STATED GOAL: Rewrite in full only the items starting with the line that contains "nose and give integer pixel coordinates." and going on through the line that contains "(1113, 235)". Shift every coordinate in them by -54.

RECORDS FOR THIS EXERCISE:

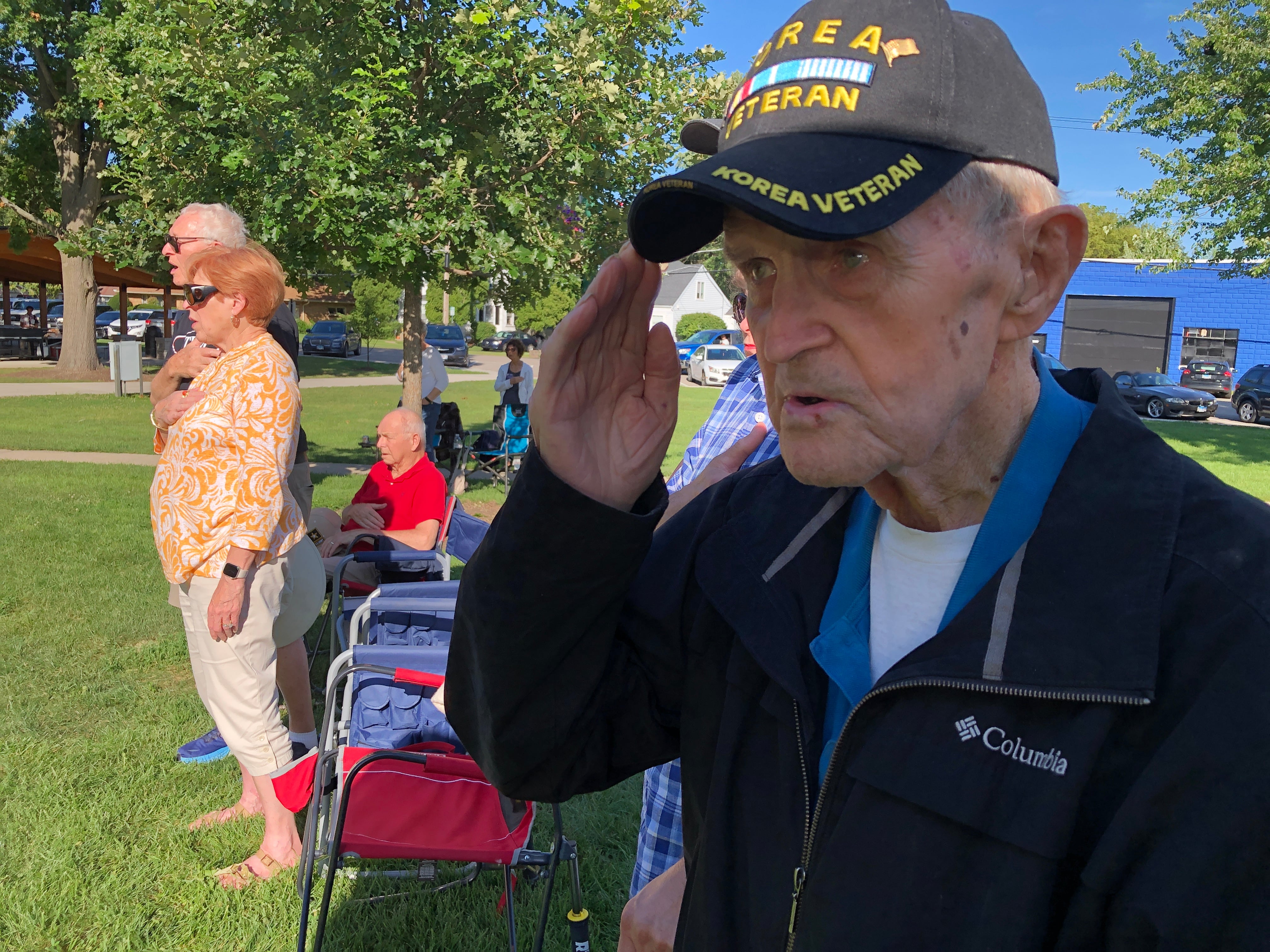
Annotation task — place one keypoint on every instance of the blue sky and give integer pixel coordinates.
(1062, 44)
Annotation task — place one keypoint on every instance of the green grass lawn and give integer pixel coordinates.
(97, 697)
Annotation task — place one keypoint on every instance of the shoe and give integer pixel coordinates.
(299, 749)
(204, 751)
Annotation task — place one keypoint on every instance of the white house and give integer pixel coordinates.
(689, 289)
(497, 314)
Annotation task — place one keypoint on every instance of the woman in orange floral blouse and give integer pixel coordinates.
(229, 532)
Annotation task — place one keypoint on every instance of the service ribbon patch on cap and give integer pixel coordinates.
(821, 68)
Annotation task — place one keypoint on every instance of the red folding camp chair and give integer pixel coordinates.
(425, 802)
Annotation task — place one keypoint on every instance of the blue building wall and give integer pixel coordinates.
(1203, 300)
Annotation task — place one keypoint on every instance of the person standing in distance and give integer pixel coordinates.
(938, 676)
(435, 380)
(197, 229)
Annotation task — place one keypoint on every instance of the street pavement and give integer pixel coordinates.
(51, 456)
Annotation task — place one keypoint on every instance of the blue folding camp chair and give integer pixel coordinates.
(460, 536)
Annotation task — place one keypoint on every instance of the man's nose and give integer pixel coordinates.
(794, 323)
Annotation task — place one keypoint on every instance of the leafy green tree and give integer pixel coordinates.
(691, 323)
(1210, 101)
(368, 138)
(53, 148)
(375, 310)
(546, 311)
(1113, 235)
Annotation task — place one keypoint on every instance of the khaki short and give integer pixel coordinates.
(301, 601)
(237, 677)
==
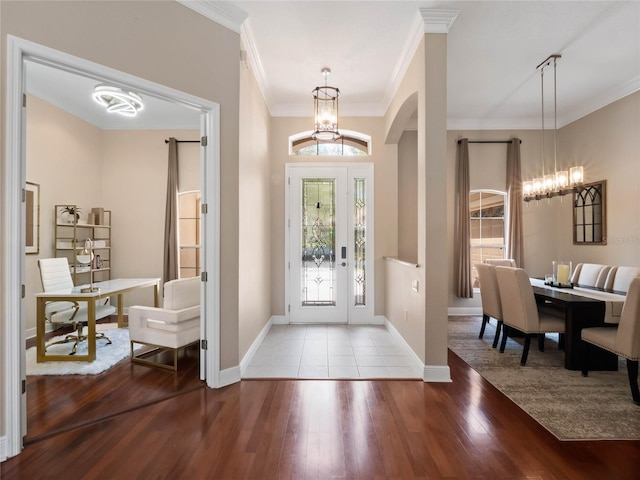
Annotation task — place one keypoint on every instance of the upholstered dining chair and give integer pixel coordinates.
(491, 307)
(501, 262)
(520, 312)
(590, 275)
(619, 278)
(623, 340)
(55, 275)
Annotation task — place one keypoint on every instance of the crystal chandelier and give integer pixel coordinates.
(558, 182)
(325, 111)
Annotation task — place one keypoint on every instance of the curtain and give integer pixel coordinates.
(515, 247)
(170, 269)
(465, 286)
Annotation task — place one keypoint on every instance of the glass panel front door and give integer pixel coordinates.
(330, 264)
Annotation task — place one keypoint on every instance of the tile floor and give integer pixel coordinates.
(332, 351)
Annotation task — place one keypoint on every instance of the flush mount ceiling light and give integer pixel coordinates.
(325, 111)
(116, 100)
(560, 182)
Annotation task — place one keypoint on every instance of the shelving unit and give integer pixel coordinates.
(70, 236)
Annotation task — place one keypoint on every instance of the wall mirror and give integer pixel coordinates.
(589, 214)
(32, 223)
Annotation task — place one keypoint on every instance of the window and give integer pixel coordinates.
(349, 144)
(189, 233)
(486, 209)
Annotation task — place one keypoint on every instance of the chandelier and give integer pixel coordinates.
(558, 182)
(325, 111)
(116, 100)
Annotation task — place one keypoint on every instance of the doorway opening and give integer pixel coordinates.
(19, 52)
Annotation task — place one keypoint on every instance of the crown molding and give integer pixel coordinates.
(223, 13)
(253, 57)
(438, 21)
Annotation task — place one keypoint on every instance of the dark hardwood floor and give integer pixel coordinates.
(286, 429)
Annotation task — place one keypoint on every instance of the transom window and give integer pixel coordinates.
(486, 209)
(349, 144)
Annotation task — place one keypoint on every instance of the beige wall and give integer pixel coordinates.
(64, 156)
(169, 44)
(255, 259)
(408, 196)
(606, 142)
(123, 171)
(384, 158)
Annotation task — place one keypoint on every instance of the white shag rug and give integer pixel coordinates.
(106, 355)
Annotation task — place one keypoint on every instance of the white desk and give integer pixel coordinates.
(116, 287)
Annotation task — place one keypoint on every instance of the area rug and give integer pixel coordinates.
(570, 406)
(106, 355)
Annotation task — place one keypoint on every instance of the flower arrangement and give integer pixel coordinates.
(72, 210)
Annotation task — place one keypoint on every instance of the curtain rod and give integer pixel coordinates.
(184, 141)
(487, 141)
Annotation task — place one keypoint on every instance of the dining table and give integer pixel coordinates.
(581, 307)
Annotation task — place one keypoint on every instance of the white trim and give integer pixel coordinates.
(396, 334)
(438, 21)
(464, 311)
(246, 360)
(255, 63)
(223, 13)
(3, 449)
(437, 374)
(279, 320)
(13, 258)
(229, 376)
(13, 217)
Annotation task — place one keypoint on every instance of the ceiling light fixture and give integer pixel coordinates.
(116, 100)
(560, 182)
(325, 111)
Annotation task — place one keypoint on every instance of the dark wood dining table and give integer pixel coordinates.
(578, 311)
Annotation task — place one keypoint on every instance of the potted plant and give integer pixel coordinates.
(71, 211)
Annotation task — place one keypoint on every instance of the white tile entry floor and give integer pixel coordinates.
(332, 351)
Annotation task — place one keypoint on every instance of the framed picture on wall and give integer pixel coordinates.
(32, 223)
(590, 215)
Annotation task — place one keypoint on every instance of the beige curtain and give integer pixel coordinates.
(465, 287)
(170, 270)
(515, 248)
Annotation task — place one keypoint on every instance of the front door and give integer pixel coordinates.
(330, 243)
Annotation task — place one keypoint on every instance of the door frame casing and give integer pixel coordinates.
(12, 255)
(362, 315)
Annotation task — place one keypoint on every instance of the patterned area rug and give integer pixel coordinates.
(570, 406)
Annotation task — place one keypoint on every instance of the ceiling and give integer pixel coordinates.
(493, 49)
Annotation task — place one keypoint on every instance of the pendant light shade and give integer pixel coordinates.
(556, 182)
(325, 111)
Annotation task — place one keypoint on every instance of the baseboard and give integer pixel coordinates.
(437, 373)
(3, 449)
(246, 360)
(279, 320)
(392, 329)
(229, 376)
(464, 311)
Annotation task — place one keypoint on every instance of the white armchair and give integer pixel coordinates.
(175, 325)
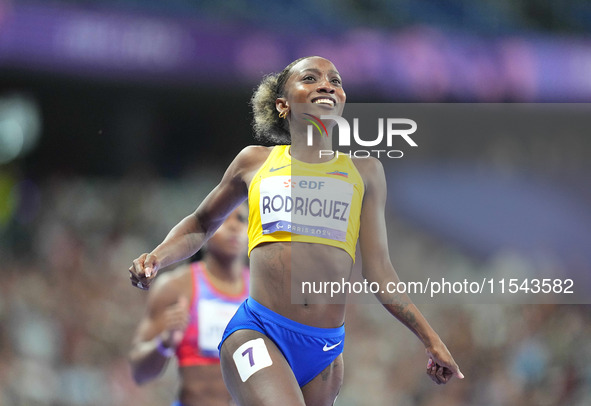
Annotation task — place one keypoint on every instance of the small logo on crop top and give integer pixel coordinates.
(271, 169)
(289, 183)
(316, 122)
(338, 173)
==
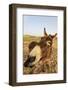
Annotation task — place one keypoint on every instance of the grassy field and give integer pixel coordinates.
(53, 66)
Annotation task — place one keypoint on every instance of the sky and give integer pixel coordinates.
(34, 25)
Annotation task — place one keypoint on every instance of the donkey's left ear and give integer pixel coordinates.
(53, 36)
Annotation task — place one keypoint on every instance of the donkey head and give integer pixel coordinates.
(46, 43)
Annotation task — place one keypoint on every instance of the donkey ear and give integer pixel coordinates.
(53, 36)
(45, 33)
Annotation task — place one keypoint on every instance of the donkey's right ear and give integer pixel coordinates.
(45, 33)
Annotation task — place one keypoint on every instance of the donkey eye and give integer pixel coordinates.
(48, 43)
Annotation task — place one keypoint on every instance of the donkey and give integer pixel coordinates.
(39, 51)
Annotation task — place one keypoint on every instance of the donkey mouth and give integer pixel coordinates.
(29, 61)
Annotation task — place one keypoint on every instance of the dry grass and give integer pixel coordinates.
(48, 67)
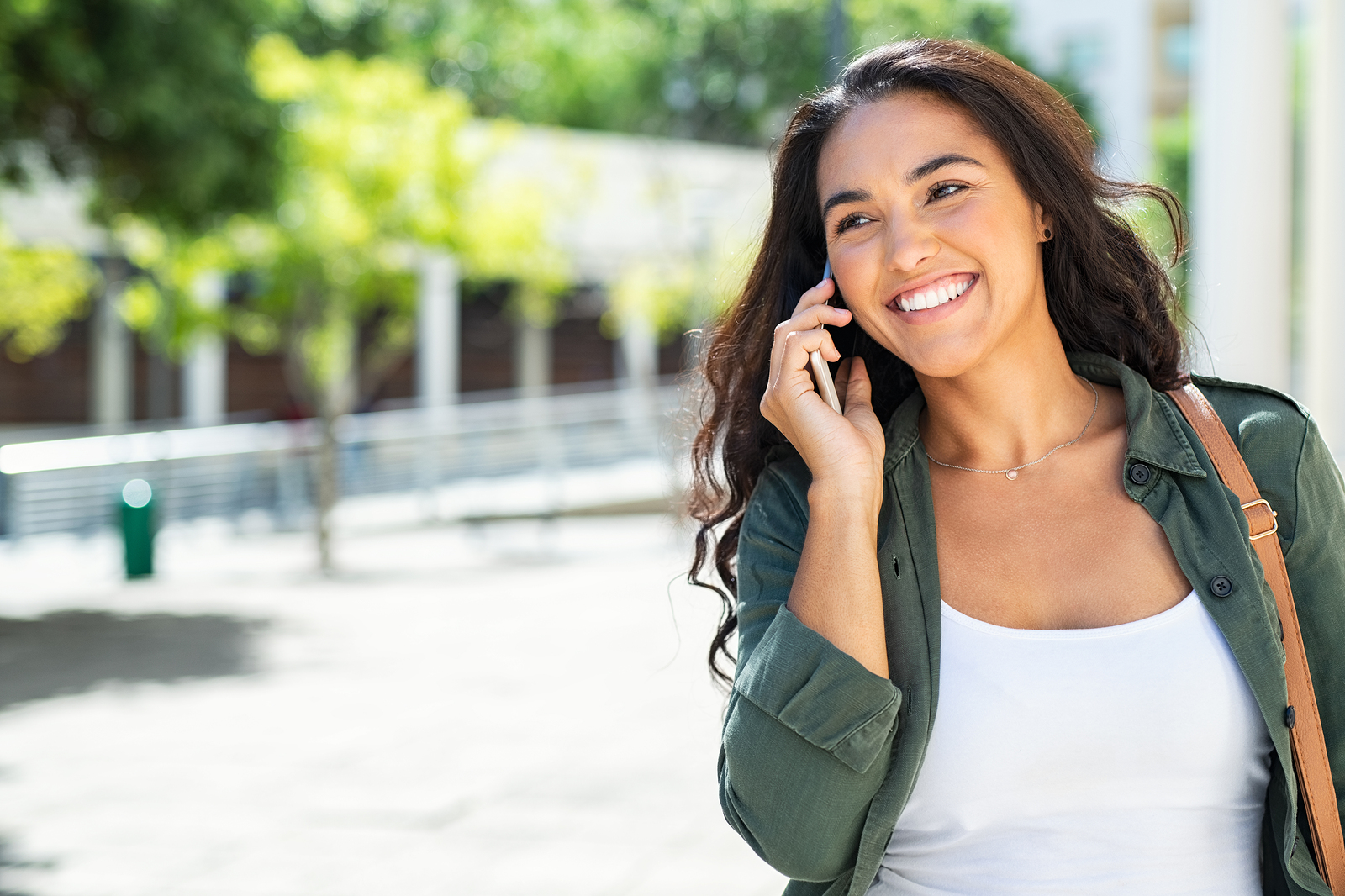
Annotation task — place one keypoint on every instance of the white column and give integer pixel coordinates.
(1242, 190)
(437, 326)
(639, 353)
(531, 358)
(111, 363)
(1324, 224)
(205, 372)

COMPLETED TASK:
Annotation task — place one keypoint on every instance of the man's nose and give integer pixel coordinates.
(740, 269)
Annotation task — place one keypoint on every instance of the leafy green tree and give integer pixel coordinates.
(637, 269)
(1156, 47)
(314, 84)
(-1, 94)
(321, 256)
(492, 257)
(1059, 181)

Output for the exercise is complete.